▶ _DIRECTION 1_
In the GDB meeting notes, when is the AFS disconnection test scheduled to begin, and how long does it last?
▶ _DIRECTION 2_
Write out everything in the GDB meeting notes from "AFS phase out" down to "aspects, including pledges.", substituting "DB16" for "DB12" each time it occurs.
▶ _DIRECTION 3_
Carry on the GDB meeting notes from the point where they stop.

▶ _TEXT SHOWN_
((
January 2017 GDB notes



Introduction (Ian Collier)

Slides: https://indico.cern.ch/event/578983/contributions/2463643/attachments/1409303/2154949/GDB-Introduction-2017-02-08.pdf

AFS phase out (Jan Iven)

Slides: https://indico.cern.ch/event/578983/contributions/2463101/attachments/1408377/2154415/NOAFS_GDB_20170208.pdf

  • Background to the AFS Disconnection test - 2017-02-15 09:00 CET lasting 24h

Benchmarking F2F Report & Discussion (Andreas Petzold, Domenico Giordano, Manfred Alef)

Slides: https://indico.cern.ch/event/578983/contributions/2463103/attachments/1409363/2154992/pre-GDB_benchmarking_summary.pdf

  • CMS stated that they will get involved and provide their findings next time.
  • Seems it is clear that DB12 provides better information for the job running on the node. Need to look into the way publishing is affected
  • Suggested in discussion - particularly by LHCb and ALICE - based on the way DB12 scales for applications - that proposal goes to the MB that we start the process of migrating away from HS06 for all aspects, including pledges.
))
▶ _DATASET ROWS_
((
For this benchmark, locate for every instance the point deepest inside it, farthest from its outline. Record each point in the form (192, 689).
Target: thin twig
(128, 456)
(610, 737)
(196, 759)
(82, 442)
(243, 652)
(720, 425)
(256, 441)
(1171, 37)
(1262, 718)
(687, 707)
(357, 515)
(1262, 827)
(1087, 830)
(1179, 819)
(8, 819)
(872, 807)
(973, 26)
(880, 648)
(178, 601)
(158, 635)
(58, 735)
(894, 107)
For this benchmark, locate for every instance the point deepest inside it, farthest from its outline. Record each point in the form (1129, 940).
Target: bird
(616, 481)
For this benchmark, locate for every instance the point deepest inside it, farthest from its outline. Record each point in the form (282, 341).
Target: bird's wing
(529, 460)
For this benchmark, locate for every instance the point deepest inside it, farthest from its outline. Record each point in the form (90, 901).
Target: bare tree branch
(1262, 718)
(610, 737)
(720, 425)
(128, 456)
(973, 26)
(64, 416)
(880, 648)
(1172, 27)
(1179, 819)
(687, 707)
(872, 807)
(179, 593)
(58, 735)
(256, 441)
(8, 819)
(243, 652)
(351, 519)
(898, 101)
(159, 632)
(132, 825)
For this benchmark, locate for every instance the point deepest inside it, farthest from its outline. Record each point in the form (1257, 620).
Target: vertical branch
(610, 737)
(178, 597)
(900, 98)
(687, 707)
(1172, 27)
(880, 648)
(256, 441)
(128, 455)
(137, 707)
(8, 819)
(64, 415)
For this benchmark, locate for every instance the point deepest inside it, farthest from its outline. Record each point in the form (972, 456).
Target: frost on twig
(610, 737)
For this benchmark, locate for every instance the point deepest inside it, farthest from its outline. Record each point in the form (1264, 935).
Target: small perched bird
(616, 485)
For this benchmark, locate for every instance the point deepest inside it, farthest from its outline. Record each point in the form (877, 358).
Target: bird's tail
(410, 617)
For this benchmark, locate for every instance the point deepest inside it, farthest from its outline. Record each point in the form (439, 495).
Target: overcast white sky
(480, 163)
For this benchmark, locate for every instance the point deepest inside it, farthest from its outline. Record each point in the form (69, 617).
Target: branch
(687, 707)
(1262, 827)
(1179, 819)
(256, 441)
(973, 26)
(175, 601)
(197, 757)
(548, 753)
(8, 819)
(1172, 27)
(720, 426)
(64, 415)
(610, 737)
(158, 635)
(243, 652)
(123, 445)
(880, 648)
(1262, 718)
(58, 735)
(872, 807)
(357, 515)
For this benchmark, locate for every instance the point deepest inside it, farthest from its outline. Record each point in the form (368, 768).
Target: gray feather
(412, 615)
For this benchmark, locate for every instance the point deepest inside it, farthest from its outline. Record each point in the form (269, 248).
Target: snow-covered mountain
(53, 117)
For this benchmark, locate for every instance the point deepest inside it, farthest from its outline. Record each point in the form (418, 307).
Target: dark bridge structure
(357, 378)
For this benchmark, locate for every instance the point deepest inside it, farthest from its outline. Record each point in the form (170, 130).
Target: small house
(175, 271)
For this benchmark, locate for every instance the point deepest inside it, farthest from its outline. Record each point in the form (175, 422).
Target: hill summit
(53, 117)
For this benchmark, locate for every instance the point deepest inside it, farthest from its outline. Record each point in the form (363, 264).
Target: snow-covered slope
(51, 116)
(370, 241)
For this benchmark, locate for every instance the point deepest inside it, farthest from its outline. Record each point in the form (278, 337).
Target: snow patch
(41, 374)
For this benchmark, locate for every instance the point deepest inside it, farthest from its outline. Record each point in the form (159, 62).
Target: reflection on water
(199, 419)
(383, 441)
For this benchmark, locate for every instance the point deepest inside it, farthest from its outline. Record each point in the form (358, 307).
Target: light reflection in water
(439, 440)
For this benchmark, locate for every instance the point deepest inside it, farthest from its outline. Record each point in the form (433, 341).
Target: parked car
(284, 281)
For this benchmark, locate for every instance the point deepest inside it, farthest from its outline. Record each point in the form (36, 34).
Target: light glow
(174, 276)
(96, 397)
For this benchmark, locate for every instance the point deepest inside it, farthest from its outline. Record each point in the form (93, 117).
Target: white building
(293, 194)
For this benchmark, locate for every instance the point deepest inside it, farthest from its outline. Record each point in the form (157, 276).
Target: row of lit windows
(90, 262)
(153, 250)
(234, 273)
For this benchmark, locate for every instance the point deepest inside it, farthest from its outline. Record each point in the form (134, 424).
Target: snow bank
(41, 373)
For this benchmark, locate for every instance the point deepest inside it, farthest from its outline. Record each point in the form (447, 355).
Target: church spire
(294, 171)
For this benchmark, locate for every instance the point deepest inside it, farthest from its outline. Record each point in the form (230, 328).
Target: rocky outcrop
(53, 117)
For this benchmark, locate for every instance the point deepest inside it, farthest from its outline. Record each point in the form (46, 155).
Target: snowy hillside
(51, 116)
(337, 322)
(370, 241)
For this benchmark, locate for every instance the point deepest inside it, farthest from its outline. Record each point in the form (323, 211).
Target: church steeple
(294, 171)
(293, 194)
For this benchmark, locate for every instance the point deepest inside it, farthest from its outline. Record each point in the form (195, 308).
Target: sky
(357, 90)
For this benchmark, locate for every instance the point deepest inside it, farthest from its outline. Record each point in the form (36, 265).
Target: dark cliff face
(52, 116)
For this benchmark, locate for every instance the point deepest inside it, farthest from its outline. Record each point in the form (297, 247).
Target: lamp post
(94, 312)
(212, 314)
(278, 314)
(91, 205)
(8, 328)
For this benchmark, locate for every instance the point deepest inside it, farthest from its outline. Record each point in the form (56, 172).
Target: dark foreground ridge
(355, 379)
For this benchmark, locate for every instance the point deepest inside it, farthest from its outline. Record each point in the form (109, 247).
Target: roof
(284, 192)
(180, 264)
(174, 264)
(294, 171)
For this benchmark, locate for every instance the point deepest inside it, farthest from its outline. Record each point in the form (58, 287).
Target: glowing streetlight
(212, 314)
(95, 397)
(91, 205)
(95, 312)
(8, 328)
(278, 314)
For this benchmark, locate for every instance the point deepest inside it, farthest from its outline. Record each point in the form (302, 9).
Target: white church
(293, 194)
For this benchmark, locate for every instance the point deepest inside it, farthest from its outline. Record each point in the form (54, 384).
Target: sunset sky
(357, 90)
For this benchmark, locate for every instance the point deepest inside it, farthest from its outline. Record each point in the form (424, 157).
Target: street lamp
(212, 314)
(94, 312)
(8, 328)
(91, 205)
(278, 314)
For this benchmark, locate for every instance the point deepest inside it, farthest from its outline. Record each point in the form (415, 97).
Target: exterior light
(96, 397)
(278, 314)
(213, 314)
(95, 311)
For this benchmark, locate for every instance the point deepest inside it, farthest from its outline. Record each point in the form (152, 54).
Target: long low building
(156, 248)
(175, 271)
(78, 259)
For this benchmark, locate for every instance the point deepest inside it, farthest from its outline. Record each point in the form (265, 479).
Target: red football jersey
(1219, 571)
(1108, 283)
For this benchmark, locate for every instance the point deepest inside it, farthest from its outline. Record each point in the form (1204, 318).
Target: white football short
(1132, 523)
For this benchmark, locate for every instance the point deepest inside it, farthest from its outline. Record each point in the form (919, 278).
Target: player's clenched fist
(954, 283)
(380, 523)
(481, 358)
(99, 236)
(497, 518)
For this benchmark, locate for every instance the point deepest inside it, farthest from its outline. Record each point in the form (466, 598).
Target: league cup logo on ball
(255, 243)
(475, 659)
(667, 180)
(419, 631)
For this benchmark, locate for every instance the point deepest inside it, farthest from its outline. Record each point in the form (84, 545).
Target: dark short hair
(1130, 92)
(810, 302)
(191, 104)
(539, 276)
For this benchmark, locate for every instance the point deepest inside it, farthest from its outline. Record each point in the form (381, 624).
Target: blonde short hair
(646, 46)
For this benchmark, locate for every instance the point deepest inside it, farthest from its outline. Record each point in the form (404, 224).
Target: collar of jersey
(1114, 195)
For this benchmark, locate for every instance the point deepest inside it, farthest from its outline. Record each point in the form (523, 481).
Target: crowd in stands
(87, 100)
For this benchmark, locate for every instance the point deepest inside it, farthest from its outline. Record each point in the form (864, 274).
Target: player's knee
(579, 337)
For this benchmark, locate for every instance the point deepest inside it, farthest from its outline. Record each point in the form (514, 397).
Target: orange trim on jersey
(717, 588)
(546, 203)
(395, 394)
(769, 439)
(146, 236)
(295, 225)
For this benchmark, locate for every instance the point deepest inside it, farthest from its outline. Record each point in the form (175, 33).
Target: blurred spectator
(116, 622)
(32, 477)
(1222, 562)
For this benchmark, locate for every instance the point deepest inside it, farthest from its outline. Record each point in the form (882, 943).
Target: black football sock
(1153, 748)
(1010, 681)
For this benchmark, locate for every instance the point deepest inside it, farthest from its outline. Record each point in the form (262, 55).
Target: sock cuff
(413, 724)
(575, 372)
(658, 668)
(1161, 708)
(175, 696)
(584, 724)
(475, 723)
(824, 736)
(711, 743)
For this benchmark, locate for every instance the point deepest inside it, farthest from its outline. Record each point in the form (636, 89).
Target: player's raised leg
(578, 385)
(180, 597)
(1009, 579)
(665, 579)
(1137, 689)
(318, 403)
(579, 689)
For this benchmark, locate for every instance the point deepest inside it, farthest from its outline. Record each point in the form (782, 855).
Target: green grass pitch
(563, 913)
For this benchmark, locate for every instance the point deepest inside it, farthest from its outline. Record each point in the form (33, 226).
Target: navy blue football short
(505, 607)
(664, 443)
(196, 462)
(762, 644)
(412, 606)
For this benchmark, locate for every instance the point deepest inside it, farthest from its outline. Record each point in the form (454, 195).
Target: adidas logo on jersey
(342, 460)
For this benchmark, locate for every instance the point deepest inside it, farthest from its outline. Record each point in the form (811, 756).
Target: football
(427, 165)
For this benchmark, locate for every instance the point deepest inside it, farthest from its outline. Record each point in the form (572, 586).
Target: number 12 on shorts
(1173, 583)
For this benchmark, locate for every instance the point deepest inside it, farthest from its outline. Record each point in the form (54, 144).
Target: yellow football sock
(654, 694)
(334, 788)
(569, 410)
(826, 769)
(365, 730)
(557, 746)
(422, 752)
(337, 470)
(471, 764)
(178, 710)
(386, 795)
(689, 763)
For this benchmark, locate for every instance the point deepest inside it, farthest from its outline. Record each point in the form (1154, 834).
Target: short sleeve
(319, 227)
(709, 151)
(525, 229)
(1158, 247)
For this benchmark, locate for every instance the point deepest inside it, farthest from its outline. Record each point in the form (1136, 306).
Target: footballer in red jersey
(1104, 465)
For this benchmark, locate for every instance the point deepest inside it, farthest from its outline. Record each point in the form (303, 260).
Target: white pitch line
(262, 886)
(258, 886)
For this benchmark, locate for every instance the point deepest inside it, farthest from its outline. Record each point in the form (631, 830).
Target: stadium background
))
▶ _EXERCISE ANSWER 1_
It begins on 2017-02-15 at 09:00 CET and lasts 24 hours.

▶ _EXERCISE ANSWER 2_
AFS phase out (Jan Iven)

Slides: https://indico.cern.ch/event/578983/contributions/2463101/attachments/1408377/2154415/NOAFS_GDB_20170208.pdf

  • Background to the AFS Disconnection test - 2017-02-15 09:00 CET lasting 24h

Benchmarking F2F Report & Discussion (Andreas Petzold, Domenico Giordano, Manfred Alef)

Slides: https://indico.cern.ch/event/578983/contributions/2463103/attachments/1409363/2154992/pre-GDB_benchmarking_summary.pdf

  • CMS stated that they will get involved and provide their findings next time.
  • Seems it is clear that DB16 provides better information for the job running on the node. Need to look into the way publishing is affected
  • Suggested in discussion - particularly by LHCb and ALICE - based on the way DB16 scales for applications - that proposal goes to the MB that we start the process of migrating away from HS06 for all aspects, including pledges.

▶ _EXERCISE ANSWER 3_
  • Will have a further discussion at the April GDB with the aim of making a proposal to the MB.

EOS Workshop Report (Andreas Joachim Peters)

Slides: https://indico.cern.ch/event/578983/contributions/2463106/attachments/1409434/2155132/EOS_Workshop_Summary_GDB.pdf

The 1st EOS Workshop (2.-3. February 2017) meeting was well attended. The slides presented at the GDB show a summary of the workshop, in around 140 slides. This initiative hope to continue and extend the EOS team collaboration with the sites, users and developers. It is a useful from to get feedback, discuss new developments, get new requests from the community, and define and maintain joint projects.


(Q) Ian C.: Is CERN intended to provide EOS support in the community, as a whole? (A) Dirk H.: From the development p.o.v, the CERN already provides support to any community using EOS, but the direct support cannot be guaranteed. CERN is always interested in people providing feedback, and applying changes and introducing new requests, but the current team is small. Since this is Open Source project, contributions are welcome as well. Said that, feature requests are minimal and support/questions are minimal. People is confident using EOS, since CERN is using it.

CS3 Synchronising Data Workshop report (Luca Mascetti)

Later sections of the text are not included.